-- begin --

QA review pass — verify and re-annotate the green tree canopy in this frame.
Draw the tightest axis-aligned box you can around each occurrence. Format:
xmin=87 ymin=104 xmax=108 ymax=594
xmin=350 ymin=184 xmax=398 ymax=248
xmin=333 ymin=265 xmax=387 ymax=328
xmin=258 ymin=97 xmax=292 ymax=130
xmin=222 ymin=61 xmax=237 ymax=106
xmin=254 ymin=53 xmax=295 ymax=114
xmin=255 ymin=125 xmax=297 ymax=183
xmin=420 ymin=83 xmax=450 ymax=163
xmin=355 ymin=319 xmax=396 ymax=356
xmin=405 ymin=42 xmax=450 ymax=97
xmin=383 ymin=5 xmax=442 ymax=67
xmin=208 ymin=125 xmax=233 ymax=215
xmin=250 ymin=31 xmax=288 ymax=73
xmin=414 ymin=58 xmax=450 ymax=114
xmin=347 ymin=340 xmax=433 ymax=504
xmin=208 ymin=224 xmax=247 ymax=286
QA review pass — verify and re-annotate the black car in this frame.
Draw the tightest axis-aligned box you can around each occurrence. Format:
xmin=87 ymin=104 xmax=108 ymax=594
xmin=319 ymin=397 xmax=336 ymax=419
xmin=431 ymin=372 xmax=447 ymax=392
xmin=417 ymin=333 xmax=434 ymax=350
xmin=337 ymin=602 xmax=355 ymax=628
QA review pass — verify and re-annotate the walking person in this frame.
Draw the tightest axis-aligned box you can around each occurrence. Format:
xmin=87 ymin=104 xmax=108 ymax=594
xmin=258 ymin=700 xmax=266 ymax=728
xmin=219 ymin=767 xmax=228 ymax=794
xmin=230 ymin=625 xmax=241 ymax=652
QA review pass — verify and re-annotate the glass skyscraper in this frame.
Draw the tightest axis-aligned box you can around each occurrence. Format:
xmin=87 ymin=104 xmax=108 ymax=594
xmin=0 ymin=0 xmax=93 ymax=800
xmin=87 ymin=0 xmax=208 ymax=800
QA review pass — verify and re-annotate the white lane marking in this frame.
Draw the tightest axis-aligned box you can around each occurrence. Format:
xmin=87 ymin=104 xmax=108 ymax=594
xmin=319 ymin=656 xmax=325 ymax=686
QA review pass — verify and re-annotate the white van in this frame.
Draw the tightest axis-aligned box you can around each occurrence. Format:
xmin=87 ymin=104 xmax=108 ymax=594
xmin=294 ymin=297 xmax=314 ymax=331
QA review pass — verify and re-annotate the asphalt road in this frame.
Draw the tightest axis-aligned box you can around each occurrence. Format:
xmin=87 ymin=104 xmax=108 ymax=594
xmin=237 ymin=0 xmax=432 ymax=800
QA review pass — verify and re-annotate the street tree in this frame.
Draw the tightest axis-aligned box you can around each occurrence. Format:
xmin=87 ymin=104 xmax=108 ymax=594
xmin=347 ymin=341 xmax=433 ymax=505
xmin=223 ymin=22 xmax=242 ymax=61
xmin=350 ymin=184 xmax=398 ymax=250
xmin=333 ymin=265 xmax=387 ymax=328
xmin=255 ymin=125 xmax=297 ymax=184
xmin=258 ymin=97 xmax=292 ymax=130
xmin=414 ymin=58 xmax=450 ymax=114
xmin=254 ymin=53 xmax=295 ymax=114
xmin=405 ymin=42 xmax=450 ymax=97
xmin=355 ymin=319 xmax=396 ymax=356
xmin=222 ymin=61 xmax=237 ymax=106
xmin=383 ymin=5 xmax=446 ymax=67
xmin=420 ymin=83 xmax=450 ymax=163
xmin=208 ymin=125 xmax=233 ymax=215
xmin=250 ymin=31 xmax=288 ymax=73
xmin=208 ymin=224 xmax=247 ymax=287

-- end --

- [YOUR OBJECTIVE] Reproduce all the rows above, changing every "frame" to "image" and leaving everything else untouched.

- [PROBLEM SOLUTION]
QA review pass — verify and re-annotate the green tree canopy in this image.
Draw the tightest axis-aligned box you can around each occurrence. Format:
xmin=87 ymin=104 xmax=108 ymax=594
xmin=350 ymin=184 xmax=398 ymax=248
xmin=333 ymin=265 xmax=387 ymax=328
xmin=258 ymin=97 xmax=292 ymax=130
xmin=222 ymin=61 xmax=237 ymax=106
xmin=254 ymin=53 xmax=295 ymax=114
xmin=255 ymin=125 xmax=297 ymax=183
xmin=420 ymin=83 xmax=450 ymax=163
xmin=355 ymin=319 xmax=396 ymax=356
xmin=405 ymin=42 xmax=450 ymax=97
xmin=383 ymin=5 xmax=442 ymax=67
xmin=208 ymin=125 xmax=233 ymax=215
xmin=250 ymin=31 xmax=288 ymax=73
xmin=414 ymin=58 xmax=450 ymax=114
xmin=347 ymin=340 xmax=433 ymax=504
xmin=208 ymin=224 xmax=247 ymax=286
QA review pass — verify and re-annotate the black car in this image.
Draw the tightest axis-aligned box you can around each occurrence. Format:
xmin=87 ymin=104 xmax=108 ymax=594
xmin=319 ymin=397 xmax=336 ymax=419
xmin=431 ymin=372 xmax=447 ymax=392
xmin=417 ymin=333 xmax=434 ymax=350
xmin=337 ymin=602 xmax=355 ymax=628
QA review pass — verify and re-annotate the walking person in this image.
Draw the tightest axis-aligned box you can around each occurrence. Format:
xmin=87 ymin=104 xmax=108 ymax=594
xmin=258 ymin=700 xmax=266 ymax=728
xmin=219 ymin=767 xmax=228 ymax=794
xmin=230 ymin=625 xmax=241 ymax=652
QA review pass — verify and re-annotate the glass skyscraper in this image.
Draw the tightest axis-aligned box you can around each occurrence. Format:
xmin=87 ymin=104 xmax=108 ymax=594
xmin=0 ymin=0 xmax=93 ymax=800
xmin=87 ymin=0 xmax=208 ymax=800
QA review pass — verify and re-annotate the white lane marking in this image.
Draw the tightest axis-aligned box you can around each occurrence. Format:
xmin=87 ymin=104 xmax=108 ymax=594
xmin=319 ymin=656 xmax=325 ymax=686
QA review pass — verify and re-annotate the white van in this image.
Draw the tightest axis-aligned box you can around each occurrence. Format:
xmin=87 ymin=104 xmax=108 ymax=594
xmin=294 ymin=297 xmax=314 ymax=331
QA review pass — verify and re-annotate the asphalt road in this image.
Draw the tightest axis-aligned box you can around each occurrence. Format:
xmin=87 ymin=104 xmax=108 ymax=594
xmin=237 ymin=0 xmax=432 ymax=800
QA review pass — verify and re-annotate the street tree in this image.
Draw the tightest axis-aligned box you can around each occurrence. Format:
xmin=87 ymin=104 xmax=108 ymax=594
xmin=347 ymin=341 xmax=433 ymax=505
xmin=223 ymin=22 xmax=242 ymax=61
xmin=350 ymin=184 xmax=398 ymax=250
xmin=333 ymin=265 xmax=387 ymax=328
xmin=255 ymin=125 xmax=297 ymax=184
xmin=258 ymin=97 xmax=292 ymax=130
xmin=414 ymin=58 xmax=450 ymax=114
xmin=254 ymin=53 xmax=295 ymax=114
xmin=405 ymin=42 xmax=450 ymax=97
xmin=355 ymin=319 xmax=396 ymax=356
xmin=222 ymin=61 xmax=237 ymax=106
xmin=383 ymin=5 xmax=446 ymax=67
xmin=420 ymin=83 xmax=450 ymax=163
xmin=208 ymin=125 xmax=233 ymax=215
xmin=250 ymin=31 xmax=288 ymax=73
xmin=208 ymin=224 xmax=247 ymax=287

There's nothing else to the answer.